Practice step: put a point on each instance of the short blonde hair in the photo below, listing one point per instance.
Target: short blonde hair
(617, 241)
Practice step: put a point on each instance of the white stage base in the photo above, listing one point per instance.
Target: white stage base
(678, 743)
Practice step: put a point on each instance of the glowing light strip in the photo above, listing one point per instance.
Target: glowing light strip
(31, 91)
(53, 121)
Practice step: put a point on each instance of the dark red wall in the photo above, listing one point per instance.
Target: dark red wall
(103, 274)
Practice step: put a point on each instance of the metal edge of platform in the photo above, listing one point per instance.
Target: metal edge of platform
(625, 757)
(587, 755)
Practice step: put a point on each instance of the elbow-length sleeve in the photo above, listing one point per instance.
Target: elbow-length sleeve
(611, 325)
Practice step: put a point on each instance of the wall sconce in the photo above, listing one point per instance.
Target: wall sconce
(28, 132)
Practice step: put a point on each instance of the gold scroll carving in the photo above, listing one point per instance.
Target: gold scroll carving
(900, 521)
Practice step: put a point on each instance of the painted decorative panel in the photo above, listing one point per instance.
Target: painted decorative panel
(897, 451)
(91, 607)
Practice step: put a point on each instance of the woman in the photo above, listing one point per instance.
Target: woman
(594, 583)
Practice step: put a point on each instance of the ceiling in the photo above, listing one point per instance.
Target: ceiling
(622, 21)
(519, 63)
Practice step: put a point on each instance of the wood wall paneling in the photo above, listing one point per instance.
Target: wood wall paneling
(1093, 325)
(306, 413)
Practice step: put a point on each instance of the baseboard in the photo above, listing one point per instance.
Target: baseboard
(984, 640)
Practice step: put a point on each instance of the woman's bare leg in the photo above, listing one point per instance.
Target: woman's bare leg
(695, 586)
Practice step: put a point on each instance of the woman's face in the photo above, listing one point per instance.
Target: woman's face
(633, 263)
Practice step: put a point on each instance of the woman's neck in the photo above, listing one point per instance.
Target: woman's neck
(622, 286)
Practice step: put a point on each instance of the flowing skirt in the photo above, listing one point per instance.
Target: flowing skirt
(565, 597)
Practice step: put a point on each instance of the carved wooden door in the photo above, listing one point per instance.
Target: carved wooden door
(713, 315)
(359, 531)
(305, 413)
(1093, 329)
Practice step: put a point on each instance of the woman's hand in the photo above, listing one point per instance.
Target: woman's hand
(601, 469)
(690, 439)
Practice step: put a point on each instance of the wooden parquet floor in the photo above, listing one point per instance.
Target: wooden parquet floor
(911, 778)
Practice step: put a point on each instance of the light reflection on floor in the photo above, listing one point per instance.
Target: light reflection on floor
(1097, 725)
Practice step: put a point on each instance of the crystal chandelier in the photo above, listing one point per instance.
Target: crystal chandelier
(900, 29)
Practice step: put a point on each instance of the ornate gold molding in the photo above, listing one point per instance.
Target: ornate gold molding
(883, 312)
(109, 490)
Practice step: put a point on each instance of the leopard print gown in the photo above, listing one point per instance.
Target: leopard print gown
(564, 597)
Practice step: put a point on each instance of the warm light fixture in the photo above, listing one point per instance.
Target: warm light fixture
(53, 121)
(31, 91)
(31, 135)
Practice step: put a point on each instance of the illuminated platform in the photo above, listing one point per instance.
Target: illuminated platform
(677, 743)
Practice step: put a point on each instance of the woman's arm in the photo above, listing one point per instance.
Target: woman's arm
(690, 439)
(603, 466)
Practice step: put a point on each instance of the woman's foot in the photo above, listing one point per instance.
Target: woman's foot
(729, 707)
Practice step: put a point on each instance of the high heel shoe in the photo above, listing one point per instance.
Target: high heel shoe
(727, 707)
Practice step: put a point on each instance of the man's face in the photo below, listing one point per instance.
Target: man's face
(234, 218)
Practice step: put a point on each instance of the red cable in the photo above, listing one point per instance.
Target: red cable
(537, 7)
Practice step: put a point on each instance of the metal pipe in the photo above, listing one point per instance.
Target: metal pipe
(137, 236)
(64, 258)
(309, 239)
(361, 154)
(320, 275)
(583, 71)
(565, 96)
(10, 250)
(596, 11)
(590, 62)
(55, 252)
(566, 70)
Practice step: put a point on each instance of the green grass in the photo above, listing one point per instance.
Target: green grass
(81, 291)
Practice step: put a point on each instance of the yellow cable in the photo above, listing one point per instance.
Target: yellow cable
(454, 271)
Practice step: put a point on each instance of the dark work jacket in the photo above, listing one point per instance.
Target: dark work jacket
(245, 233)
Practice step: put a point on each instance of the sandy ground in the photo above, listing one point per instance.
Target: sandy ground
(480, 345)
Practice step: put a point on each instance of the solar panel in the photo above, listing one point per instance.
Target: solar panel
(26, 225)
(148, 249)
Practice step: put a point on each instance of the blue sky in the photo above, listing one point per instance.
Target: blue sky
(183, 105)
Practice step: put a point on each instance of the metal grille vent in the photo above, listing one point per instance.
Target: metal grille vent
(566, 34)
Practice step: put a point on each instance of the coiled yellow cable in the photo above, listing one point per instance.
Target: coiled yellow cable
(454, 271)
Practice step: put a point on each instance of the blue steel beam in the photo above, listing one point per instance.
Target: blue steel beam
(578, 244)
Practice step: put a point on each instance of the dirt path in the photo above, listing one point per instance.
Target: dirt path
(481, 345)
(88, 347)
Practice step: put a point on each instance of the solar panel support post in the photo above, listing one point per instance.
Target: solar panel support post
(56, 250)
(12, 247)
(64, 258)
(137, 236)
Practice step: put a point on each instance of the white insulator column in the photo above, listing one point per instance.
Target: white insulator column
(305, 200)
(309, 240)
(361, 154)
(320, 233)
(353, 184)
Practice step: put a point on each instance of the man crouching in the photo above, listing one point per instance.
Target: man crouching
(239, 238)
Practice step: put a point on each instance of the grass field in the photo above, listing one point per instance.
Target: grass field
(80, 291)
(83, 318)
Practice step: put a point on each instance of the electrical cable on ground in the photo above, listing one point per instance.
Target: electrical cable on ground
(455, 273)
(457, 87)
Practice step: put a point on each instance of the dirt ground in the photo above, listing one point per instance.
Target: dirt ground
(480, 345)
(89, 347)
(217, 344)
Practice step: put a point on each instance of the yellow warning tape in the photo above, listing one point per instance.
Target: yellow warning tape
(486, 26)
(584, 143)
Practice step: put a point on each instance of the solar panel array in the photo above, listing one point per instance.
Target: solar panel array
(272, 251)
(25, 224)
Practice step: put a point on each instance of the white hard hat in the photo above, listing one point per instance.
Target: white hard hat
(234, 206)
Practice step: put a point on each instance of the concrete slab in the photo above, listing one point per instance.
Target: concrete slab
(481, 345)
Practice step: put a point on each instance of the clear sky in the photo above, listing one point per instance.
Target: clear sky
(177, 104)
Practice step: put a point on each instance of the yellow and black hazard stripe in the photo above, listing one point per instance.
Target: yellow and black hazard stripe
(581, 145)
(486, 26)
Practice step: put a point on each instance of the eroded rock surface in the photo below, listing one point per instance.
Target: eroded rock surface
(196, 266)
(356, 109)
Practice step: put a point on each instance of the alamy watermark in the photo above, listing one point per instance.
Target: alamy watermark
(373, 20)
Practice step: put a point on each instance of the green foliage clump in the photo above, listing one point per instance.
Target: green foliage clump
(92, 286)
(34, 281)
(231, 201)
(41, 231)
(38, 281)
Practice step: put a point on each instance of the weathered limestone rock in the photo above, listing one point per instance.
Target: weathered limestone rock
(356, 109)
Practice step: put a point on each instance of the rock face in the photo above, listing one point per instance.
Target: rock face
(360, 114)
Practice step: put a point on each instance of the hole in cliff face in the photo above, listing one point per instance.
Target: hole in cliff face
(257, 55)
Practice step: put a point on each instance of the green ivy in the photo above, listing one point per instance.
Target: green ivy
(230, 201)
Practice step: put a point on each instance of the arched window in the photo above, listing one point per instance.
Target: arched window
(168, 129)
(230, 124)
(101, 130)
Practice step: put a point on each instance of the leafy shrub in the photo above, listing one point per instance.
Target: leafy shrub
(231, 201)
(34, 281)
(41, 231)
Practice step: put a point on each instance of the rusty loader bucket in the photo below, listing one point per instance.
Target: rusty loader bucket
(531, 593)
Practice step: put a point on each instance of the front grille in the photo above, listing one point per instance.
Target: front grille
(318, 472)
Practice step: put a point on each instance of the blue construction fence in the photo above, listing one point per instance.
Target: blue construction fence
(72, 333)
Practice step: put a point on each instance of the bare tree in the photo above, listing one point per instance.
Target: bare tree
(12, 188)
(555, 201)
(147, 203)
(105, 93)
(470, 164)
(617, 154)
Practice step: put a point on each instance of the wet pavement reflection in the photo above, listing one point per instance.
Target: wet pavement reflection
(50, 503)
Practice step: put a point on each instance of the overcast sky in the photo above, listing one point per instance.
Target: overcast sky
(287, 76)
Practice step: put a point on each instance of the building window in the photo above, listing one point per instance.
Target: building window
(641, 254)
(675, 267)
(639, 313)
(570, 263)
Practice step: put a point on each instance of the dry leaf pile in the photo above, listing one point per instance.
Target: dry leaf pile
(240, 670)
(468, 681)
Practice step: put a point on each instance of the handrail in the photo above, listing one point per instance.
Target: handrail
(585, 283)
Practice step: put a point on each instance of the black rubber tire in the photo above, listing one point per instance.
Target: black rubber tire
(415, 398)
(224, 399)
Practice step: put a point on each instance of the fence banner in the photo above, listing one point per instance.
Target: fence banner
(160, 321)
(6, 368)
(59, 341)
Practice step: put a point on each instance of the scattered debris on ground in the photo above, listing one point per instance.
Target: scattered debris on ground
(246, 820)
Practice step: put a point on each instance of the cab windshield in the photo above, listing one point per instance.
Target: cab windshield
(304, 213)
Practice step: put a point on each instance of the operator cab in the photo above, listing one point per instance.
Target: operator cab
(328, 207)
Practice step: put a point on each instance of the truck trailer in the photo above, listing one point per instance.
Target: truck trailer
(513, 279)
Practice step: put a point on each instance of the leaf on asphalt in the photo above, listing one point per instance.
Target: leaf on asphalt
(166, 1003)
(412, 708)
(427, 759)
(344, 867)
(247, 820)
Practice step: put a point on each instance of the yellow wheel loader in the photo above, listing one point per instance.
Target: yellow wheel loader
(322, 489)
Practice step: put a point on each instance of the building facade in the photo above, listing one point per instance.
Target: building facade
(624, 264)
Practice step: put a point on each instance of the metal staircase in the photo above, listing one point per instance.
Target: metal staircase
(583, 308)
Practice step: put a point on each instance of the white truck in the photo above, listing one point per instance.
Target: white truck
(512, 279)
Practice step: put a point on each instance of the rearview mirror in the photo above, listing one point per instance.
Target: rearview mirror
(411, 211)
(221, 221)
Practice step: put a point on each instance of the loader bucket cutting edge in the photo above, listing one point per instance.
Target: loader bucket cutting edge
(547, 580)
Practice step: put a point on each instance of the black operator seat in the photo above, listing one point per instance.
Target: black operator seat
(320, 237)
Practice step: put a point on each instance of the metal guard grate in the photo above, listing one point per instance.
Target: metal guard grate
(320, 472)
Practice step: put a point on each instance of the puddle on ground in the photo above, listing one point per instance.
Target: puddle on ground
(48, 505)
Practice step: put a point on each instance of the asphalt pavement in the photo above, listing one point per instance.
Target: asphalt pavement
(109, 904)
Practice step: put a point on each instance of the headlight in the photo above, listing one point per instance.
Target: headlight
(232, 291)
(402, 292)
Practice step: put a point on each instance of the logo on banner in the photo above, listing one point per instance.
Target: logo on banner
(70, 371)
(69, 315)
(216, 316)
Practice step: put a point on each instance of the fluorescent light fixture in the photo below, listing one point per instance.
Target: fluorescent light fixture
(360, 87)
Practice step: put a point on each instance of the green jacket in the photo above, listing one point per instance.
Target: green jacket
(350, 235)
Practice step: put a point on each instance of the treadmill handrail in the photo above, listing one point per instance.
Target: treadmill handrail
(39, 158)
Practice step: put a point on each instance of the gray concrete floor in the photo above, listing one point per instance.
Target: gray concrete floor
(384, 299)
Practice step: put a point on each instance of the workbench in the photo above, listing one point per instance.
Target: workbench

____________

▶ _What to do_:
Write out exactly the final stretch of the records: the line containing "the black operator" and every line after it, through the last, and nothing else.

▶ _The completed task_:
Practice step: put a point on each instance of the black operator seat in the photo above, listing one point per instance.
Target: black operator seat
(320, 237)
Practice step: put a point on each instance of the metal guard grate in the photo above, listing one point per instance.
Target: metal guard grate
(320, 472)
Practice step: put a point on each instance of the puddle on ground in the photo above, listing one point per instance.
Target: puddle on ground
(48, 505)
Practice step: put a point on each instance of the asphalt pavement in the photo above, listing one point per instance.
Target: asphalt pavement
(109, 904)
Practice step: put a point on each instance of the headlight in the photo above, listing one point per instance.
Target: headlight
(232, 291)
(402, 292)
Practice step: put a point on each instance of the logo on banner in the photo above, listing one point per instance.
Target: logo on banner
(70, 371)
(69, 315)
(216, 316)
Practice step: put a point on each instance of the fluorescent light fixture in the photo below, listing one point per instance.
Target: fluorescent light fixture
(360, 87)
Practice step: put a point on each instance of the green jacket in the photo above, listing one point per instance.
Target: green jacket
(350, 235)
Practice step: put a point on each instance of the treadmill handrail in the photo above, listing one point per instance.
Target: treadmill handrail
(39, 158)
Practice step: put a point on each instance of the gray concrete floor in the photo above, listing one point per instance.
Target: gray concrete floor
(384, 299)
Practice step: put a point on each instance of the workbench in the photo above, listing one point per instance.
Target: workbench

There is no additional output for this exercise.